== Consegna A ==
Secondo il brano sull’articolo 403 del Codice civile, entro quante ore il pubblico ministero deve chiedere al giudice minorile la convalida del collocamento, se non lo revoca?
== Consegna B ==
Scrivi il seguito del brano sull’articolo 403 del Codice civile, riprendendo subito dopo la sua ultima frase.

La situazione, però, si fa più sfumata nel caso dell’unschooling estremo, specie se vissuto in forme che prevedono l’isolamento sociale o il rifiuto di ogni attività strutturata.

L’articolo 403 del Codice civile: quando interviene lo Stato

Il provvedimento di allontanamento disposto dal tribunale si basa sull’articolo 403 del Codice civile, che disciplina l’intervento d’urgenza della pubblica autorità a tutela dei minori in situazioni di grave pericolo. La norma rappresenta uno strumento di protezione immediata e temporanea, applicabile quando il minore non può attendere i tempi di un provvedimento giudiziario ordinario. L’allontanamento può essere disposto quando il minore: si trova in condizioni di abbandono morale o materiale, è esposto nell’ambiente familiare a grave pregiudizio oppure viene messa a rischio la sua incolumità psicofisica.​

La riforma del 2021 ha fissato tempistiche serrate per l’intervento d’urgenza. Nella prima fase amministrativa, l’autorità di pubblica sicurezza che viene a conoscenza di un minore in stato di abbandono interviene collocandolo in luogo sicuro. Entro le 72 ore successive il pubblico ministero, se non revoca il collocamento, chiede al giudice minorile la convalida con ricorso. Entro le successive 48 ore dal ricorso, il giudice minorile provvede sulla convalida, nomina il curatore speciale del minore e fissa l’udienza per l’audizione del minore, dei genitori e del curatore.​

L’allontanamento può essere disposto solo in presenza di condizioni tassative e gravi, che bilanciano la tutela dell’incolumità psico-fisica del minore con il rispetto dei diritti fondamentali della famiglia.

== Righe di dati ==
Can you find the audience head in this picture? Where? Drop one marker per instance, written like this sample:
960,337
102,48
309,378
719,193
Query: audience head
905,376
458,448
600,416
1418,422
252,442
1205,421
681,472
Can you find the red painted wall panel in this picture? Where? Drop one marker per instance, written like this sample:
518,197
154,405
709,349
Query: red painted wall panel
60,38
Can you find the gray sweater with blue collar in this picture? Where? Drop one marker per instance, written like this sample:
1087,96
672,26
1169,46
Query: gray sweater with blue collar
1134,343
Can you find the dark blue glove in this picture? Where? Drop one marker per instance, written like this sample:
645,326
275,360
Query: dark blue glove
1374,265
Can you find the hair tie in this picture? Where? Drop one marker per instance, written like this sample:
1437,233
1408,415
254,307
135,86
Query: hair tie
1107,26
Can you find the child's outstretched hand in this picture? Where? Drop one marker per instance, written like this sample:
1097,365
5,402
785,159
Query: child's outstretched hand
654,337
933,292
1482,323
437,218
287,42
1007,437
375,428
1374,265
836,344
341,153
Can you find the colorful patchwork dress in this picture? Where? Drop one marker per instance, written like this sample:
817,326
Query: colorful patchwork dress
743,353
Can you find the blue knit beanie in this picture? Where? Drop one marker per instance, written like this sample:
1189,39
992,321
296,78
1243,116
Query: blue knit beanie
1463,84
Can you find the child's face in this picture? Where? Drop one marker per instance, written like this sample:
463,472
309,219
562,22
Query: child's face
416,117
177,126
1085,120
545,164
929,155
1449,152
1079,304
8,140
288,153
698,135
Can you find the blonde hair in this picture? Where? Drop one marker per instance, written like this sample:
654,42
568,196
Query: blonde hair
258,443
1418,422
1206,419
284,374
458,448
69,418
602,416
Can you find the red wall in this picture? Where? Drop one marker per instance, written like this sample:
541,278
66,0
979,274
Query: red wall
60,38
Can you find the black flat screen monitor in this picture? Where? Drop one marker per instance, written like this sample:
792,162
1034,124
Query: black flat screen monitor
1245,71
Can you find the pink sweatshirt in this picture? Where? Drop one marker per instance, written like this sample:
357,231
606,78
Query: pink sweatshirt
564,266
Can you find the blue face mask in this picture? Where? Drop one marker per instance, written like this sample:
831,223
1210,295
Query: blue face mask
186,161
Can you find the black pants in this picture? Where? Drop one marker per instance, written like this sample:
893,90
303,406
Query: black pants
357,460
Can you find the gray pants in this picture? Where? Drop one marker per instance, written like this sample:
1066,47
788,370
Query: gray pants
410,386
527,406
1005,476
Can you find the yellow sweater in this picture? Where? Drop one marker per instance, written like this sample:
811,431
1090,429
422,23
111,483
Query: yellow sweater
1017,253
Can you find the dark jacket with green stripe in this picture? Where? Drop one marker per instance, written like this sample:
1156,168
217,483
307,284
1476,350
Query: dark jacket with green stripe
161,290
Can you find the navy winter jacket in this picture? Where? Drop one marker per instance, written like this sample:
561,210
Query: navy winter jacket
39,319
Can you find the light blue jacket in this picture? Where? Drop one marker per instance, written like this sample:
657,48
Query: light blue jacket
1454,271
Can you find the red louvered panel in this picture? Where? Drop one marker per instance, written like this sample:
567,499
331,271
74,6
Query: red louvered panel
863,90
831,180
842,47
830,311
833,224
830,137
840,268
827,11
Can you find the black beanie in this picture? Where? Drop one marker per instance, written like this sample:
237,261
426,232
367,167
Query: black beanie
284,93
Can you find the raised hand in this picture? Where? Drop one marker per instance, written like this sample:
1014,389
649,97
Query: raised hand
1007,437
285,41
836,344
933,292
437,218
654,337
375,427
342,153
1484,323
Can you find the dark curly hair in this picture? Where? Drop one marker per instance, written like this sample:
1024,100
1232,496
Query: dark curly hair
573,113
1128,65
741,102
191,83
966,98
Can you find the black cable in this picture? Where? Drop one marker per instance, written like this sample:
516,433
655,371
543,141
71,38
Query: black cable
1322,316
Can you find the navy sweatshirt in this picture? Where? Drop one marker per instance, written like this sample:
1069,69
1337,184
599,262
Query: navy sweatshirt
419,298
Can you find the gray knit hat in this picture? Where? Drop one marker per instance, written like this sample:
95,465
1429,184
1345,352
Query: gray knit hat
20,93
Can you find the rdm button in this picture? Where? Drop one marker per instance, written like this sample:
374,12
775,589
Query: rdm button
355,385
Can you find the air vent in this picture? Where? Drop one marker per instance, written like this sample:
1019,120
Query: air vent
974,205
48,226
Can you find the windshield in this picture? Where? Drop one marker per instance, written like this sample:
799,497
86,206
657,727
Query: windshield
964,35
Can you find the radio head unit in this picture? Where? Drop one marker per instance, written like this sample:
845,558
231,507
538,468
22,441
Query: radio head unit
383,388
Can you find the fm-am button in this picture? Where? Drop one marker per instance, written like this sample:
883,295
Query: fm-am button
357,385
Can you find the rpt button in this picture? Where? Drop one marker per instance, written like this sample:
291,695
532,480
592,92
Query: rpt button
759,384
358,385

== Risposta scritta A ==
Entro le 72 ore successive all’intervento.

== Risposta scritta B ==
Nel caso di Chieti, i giudici hanno rilevato anche “nuove condotte genitoriali inadeguate” relative alla divulgazione mediatica della vicenda, con la diffusione di dati e foto che consentono l’identificazione dei minori. Secondo il tribunale, “con tale comportamento i genitori hanno dimostrato di fare uso dei propri figli allo scopo di conseguire un risultato processuale ad essi favorevole” generando empatia verso la famiglia e pressione pubblica sui giudici.

Una vita in un casolare: quali sono le norme per l’abitabilità? 

La scelta di Nathan e Catherine di vivere in modo autosufficiente, scollegati dalle reti pubbliche, solleva interrogativi sulla legalità di uno stile di vita off-grid (senza essere collegati alle reti di utenza tradizionali, come elettricità, acqua e gas).

Secondo l’ordinamento italiano, la risposta è articolata: vivere off-grid è legale, ma con regole precise. La legge non vieta la costruzione di abitazioni autonome, purché rispettino i regolamenti edilizi locali, le norme igienico-sanitarie e le disposizioni urbanistiche del territorio. È necessario ottenere le autorizzazioni dagli enti competenti, presentare un progetto firmato da un tecnico abilitato e dimostrare che la casa sia abitabile e dignitosa.​ In base al Testo unico dell’edilizia (Dpr 380/2001), gli immobili a uso residenziale devono rispettare i requisiti igienico-sanitari sanciti dal Dm 5/7/1975 dove si stabiliscono anche i limiti di altezza minima e di superficie minima per abitante (nel 2024, con il Decreto Salva Casa il governo italiano ha ridotto da 28 mq a 20 mq la superficie minima per i monolocali).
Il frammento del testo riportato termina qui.